== Extract to read ==

A scientific research member checks a microwave radiometer at the Mount Qomolangma base camp on May 3, 2022.(Xinhua/Jiang Fan)
LHASA, May 9 (Xinhua) -- While mountaineers climbing to the summit of snow-capped Mount Qomolangma must battle the biting cold and thin air, this epic journey is even harder for scientific researchers as they must carry heavy loads and complete their investigations.
On Wednesday, 13 members of a Chinese expedition team reached the summit of the world's highest peak at a height of 8,848.86 meters. The squad established an automatic meteorological monitoring station at an altitude of 8,830 meters, the world's highest of its kind. They also measured the thickness of ice and snow using high-accuracy radar and collected samples for further research at the summit.
During the trip, each of the members had to lug 15 kg of equipment and supplies on their backs, twice the weight carried by ordinary mountaineering.
Dechen Ngodrup, head of the squad who had reached the summit of Mount Qomolangma four times, described the difficulty of the summiting mission this time as "beyond imagination."
According to him, everything went smoothly until they left the final camp at an altitude of 8,300 meters for the summit at 3 a.m. Wednesday, when they had to walk through snow that reached their knees.
"The safety ropes along the route were all buried by snow. Without the ropes for protection, we could fall at any minute," he said.
While trekking in snow, they had to pull the freezing ropes out of the snow and shook off the ice on the surface. "We spent some eight hours climbing the 500-meter distance," Dechen Ngodrup recalled.
Aerial photo taken on May 1, 2022 shows members of a scientific research team marching towards East Rongbuk glacier on Mount Qomolangma.(Xinhua/Sun Fei)

===

What the task asks
Please resume the news article on the scientific expedition to Mount Qomolangma, starting right after its last sentence. The data after this point comes from a separate source.

== Information provided ==

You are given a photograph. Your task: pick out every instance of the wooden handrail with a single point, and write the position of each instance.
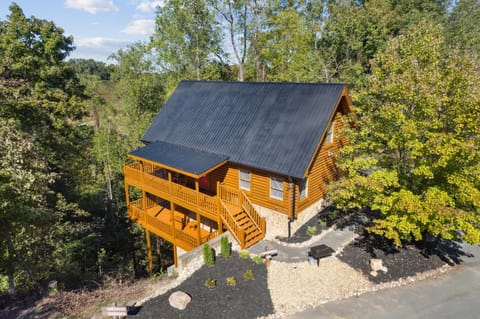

===

Exercise response
Due to the ultra-high altitude environment, one of the team members started trembling and his hands were too numb to grasp the ropes.
Tashi Phuntsog, deputy head of the squad, who was climbing Mount Qomolangma for the 16th time, took his freezing teammate's hands into his armpits to warm them up.
"Frostbite is the most common injury for mountaineers," said Tashi Phuntsog, 39, the oldest of the squad. He said he lost a big toe on his right foot and the middle toe on the left due to frostbite several years ago.
Tashi Phuntsog's timely treatment worked. The teammate regained sensation in his hands and the two soon caught up with the others.
At 11 a.m., three hours later than scheduled, the squad arrived at the designated place at an altitude of 8,800 meters, only to find the snow was too deep for them to set up the weather station.
"We dug the snow by over a meter, without finding any rocks to support the equipment," Tashi Phuntsog recalled.
After reporting to the headquarters, the squad climbed for another half an hour and finally found ideal rocks at an altitude of 8,830 meters, where they spent more than an hour setting up the weather station.
By 1:30 p.m. Wednesday, all 13 members had reached the summit, and the team completed their research tasks.
The squad is part of a larger scientific research team of more than 270 members carrying out a comprehensive scientific expedition on Mount Qomolangma, which falls within China's second scientific research survey on the Qinghai-Tibet Plateau.
With the most disciplines covered, the most scientific research participants, and the most advanced equipment utilized, the expedition is the largest since the survey on the Qinghai-Tibet Plateau started in 2017.
An Baosheng, deputy head of the Institute of Tibetan Plateau Research under the Chinese Academy of Sciences and the chief commander of the Mount Qomolangma expedition, said the deep integration of ultra-high altitude scientific research and mountaineering opens a new chapter for the scientific research on the world's highest peak.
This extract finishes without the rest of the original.